### EXERCISE OBJECTIVE
Each entry is to be retyped exactly as it appears. Leave the images out.

[Stored data entries]
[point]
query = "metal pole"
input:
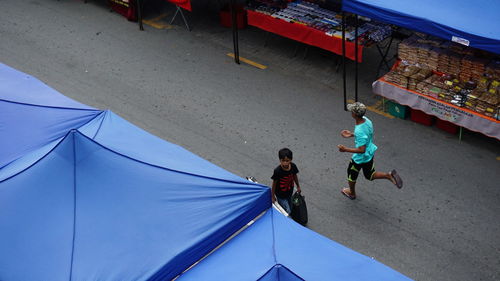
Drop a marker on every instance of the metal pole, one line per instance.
(235, 32)
(138, 3)
(343, 61)
(356, 59)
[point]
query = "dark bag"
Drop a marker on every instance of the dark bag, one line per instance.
(299, 208)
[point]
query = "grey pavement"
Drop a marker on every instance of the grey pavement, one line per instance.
(181, 86)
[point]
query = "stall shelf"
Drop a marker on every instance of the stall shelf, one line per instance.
(453, 20)
(303, 34)
(445, 111)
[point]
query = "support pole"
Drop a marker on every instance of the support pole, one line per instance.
(343, 61)
(138, 4)
(235, 32)
(356, 59)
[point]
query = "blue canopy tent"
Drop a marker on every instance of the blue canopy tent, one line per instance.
(454, 20)
(33, 114)
(89, 196)
(472, 23)
(276, 248)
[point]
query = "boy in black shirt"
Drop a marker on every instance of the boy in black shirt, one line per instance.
(284, 177)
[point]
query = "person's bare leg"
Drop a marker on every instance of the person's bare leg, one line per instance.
(352, 188)
(382, 175)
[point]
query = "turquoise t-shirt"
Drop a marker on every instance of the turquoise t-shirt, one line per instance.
(363, 135)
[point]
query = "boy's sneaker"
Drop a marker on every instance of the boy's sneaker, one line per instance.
(396, 179)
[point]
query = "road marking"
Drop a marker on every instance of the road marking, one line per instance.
(247, 61)
(375, 108)
(156, 23)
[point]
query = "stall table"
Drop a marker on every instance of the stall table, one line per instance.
(460, 116)
(303, 34)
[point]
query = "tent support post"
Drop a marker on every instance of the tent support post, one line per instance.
(235, 32)
(343, 61)
(356, 58)
(138, 4)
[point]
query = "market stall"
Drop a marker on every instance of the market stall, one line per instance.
(456, 79)
(307, 22)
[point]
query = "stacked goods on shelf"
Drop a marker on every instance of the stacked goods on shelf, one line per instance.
(312, 15)
(450, 72)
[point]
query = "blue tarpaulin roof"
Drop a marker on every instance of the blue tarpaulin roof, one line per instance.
(474, 23)
(276, 248)
(86, 195)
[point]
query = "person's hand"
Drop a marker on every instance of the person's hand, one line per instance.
(346, 133)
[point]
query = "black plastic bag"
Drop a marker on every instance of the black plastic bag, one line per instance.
(299, 208)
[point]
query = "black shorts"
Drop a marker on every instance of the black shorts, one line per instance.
(354, 168)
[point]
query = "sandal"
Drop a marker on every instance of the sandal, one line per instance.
(347, 194)
(396, 179)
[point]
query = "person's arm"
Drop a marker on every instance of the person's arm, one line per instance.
(360, 149)
(346, 134)
(273, 196)
(296, 179)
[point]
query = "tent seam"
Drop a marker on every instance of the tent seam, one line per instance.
(48, 106)
(36, 162)
(100, 125)
(172, 170)
(74, 208)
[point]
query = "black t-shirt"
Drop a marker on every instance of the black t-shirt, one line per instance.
(285, 184)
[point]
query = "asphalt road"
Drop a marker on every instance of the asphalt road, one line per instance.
(181, 86)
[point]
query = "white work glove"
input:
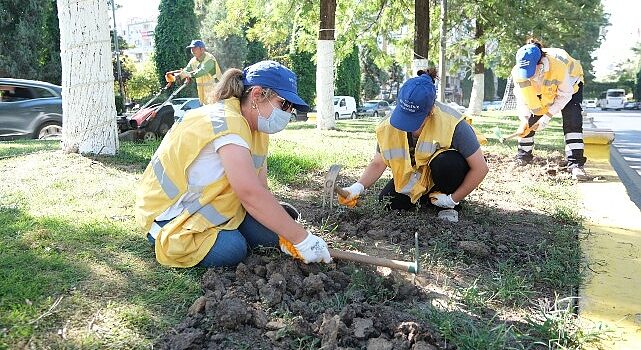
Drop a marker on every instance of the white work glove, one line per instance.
(311, 249)
(354, 190)
(442, 200)
(542, 123)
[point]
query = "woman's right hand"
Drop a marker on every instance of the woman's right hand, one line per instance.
(311, 249)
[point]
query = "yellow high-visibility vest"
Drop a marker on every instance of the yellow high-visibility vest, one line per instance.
(436, 137)
(186, 239)
(539, 98)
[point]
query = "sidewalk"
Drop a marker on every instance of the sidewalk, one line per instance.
(611, 293)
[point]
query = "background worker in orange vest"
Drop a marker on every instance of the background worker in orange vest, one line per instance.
(548, 81)
(204, 68)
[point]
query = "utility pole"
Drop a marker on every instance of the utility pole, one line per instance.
(113, 11)
(442, 66)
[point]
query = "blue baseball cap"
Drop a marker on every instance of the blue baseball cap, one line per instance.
(526, 59)
(196, 43)
(414, 102)
(273, 75)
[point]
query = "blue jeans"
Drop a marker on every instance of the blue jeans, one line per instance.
(232, 245)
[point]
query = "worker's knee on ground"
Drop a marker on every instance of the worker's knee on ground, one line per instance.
(291, 210)
(230, 249)
(448, 170)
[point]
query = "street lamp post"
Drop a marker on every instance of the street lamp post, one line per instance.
(113, 10)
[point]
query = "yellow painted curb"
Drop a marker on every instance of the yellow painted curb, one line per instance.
(611, 293)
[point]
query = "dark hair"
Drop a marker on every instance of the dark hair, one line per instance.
(538, 44)
(231, 85)
(431, 72)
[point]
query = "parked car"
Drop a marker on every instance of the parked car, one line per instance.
(590, 103)
(492, 105)
(457, 106)
(344, 107)
(298, 115)
(182, 105)
(30, 109)
(632, 105)
(374, 108)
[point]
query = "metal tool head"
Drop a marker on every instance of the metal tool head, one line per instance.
(330, 182)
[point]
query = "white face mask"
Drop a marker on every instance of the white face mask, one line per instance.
(276, 121)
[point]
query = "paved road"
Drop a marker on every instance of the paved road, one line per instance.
(626, 155)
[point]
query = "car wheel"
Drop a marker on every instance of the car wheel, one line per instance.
(49, 131)
(150, 136)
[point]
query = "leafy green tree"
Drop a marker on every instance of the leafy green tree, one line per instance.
(30, 40)
(230, 49)
(303, 65)
(257, 52)
(348, 76)
(175, 29)
(143, 83)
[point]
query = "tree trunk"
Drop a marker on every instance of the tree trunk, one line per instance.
(478, 87)
(325, 69)
(421, 35)
(89, 111)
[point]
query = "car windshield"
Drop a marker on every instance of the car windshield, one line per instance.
(179, 101)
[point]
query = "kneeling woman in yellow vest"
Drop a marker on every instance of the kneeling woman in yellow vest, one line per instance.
(434, 155)
(203, 199)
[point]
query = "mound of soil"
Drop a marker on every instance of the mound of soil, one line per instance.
(272, 302)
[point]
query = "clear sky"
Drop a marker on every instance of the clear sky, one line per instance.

### ANSWER AREA
[point]
query = "metal pole"
input:
Drop a marker on every instance of the metal pole, one line per instance.
(235, 32)
(138, 3)
(343, 61)
(356, 59)
[point]
query = "dark bag"
Drop a marker on every instance of the dark bag, one line per instance.
(299, 208)
[point]
query = "grey pavement"
Drop a marker on every instance of the grey pavement, one line per instance.
(181, 86)
[point]
query = "stall shelf"
Drop a marker on every instance of the stall shelf, one line per instance.
(453, 20)
(303, 34)
(445, 111)
[point]
query = "support pole"
Drop a marker on every instance of the support pole, one line per instance.
(343, 61)
(138, 4)
(235, 32)
(356, 59)
[point]
query = "blue canopy tent"
Drop a marker on every instance of the blue canopy tent, one line per instance.
(454, 20)
(33, 114)
(89, 196)
(472, 23)
(276, 248)
[point]
query = "boy in black shirt"
Drop a marker on every instance of the boy in black shirt, one line per instance.
(284, 177)
[point]
query = "person's bare leg"
Drop a marker on every instance of the person's bare leg, one line per instance.
(352, 188)
(382, 175)
[point]
query = "turquoise t-shirt"
Drop a marker on every instance of the turquoise t-shirt, one line per instance.
(363, 135)
[point]
query = "boy's sneaker"
Drop a marker on every instance of the boy's sneaker, one line per instance.
(396, 179)
[point]
query = "road marking"
Drop a marker on every instance of the road marking, one line per instance.
(247, 61)
(375, 108)
(156, 23)
[point]
query = "stall table"
Drop a marker on every instance of the stall table, one line per instance.
(460, 116)
(303, 34)
[point]
query = "tent support post"
Drop a marker on every instance of the tent support post, one line per instance.
(235, 32)
(343, 61)
(356, 58)
(138, 4)
[point]
query = "market stall"
Drop a marker on every instance of the market stall, one line per instance.
(456, 79)
(307, 22)
[point]
query = "stacked goods on shelf"
Drop a marker on every instance of the stacked goods on shelf, one line per instance.
(312, 15)
(450, 72)
[point]
query = "blue tarpaulin roof"
Drop a marker on every instance of the blue tarpaulin roof, one line per instance.
(474, 23)
(276, 248)
(86, 195)
[point]
query = "person's hand"
Drop a marker on every instance of the person's hand, one line per instance.
(346, 133)
[point]
query = "black plastic bag"
Drop a marker on every instance of the black plastic bag, one line per instance.
(299, 208)
[point]
query = "black shorts"
Drop a marker on every instance of the black shorts, one line per instance.
(354, 168)
[point]
query = "sandal"
Drop a marker on every instance of the sandal, one line per instance.
(347, 194)
(396, 179)
[point]
query = "person's arm"
Drop a marker on every instance of the person's arm, one line per instance.
(360, 149)
(346, 134)
(273, 196)
(296, 179)
[point]
query = "tent seam"
Drop a marker on every instance of the tent seam, one line per instance.
(48, 106)
(36, 162)
(100, 125)
(172, 170)
(74, 208)
[point]
query = "black t-shirt"
Drop a marker on every instance of the black t-shirt, one line per instance.
(285, 184)
[point]
query = "asphalt road"
Drop a marker on every instance of the asphalt road, one line per instance.
(181, 86)
[point]
query = "white work glove"
input:
Drop a marker on every instance of the white work glove, one line per instance.
(311, 249)
(354, 190)
(442, 200)
(542, 123)
[point]
query = "woman's right hand"
Drop a marker on every instance of the woman's right hand, one line per instance.
(311, 249)
[point]
query = "yellow high-visibility vest"
Drop a marker on every instance of the yellow high-visibility vest, one line per instance.
(436, 137)
(186, 239)
(539, 98)
[point]
query = "sidewalk"
Drop a marker on every instance of the sidewalk, one line per instance.
(611, 293)
[point]
query = "background worker in orange vest"
Drop a marker on every instance of the background worker in orange vest, one line per instance.
(548, 81)
(204, 68)
[point]
query = "utility pole"
Drop a marker on every instance of the utility pole, one line per instance.
(113, 11)
(442, 66)
[point]
query = "blue baseball cap"
Drop a marker on every instance of the blue baseball cap, one line per instance.
(526, 59)
(196, 43)
(414, 102)
(273, 75)
[point]
query = "blue jeans"
Drop a marker on every instance of the blue jeans, one line per instance.
(232, 245)
[point]
query = "worker's knee on ground"
Drop a marker on every instance of the worker's knee on ground, one line per instance.
(291, 210)
(230, 249)
(448, 170)
[point]
query = "street lamp post"
Drop a marker on every instance of the street lamp post, one line per instance.
(113, 10)
[point]
query = "yellow painted curb"
Drop a marker on every instance of the yellow painted curb, one line per instance.
(611, 293)
[point]
query = "dark hair"
Drop a marker on every instance of the dark hair, one line per instance.
(538, 44)
(231, 85)
(431, 72)
[point]
query = "parked car"
Drop a marker on every instance of the parked car, one line per instance.
(590, 103)
(492, 105)
(457, 106)
(344, 107)
(298, 115)
(182, 105)
(30, 109)
(632, 105)
(374, 108)
[point]
query = "metal tool head"
Drop a marker on every instance of the metal tool head, one line per instance.
(330, 182)
[point]
query = "white face mask"
Drop a marker on every instance of the white face mask, one line per instance.
(276, 121)
[point]
query = "paved road"
Drop a marker on every instance of the paved road, one line per instance.
(626, 155)
[point]
query = "car wheel"
Drop a marker on every instance of the car wheel, one line per instance.
(49, 131)
(150, 136)
[point]
query = "leafy green tree"
Drop a marker on every instance of the leafy green tree, one line per instance.
(30, 40)
(230, 49)
(303, 65)
(257, 52)
(348, 76)
(175, 29)
(143, 83)
[point]
query = "tree trunk"
Drop a marker on every instance of the tree trunk, one line per instance.
(478, 87)
(325, 69)
(421, 35)
(89, 111)
[point]
query = "car windshield"
Drop a marker on every instance of the car windshield, one line per instance.
(179, 101)
[point]
query = "kneeling woman in yellow vest"
Drop a marker on every instance of the kneeling woman in yellow vest, one line per instance.
(434, 155)
(203, 199)
[point]
query = "mound of soil"
Drop a marker on every instance of the mound of soil, one line per instance.
(272, 302)
[point]
query = "clear sky"
Drop a marker on every instance of the clear sky, one line per instance.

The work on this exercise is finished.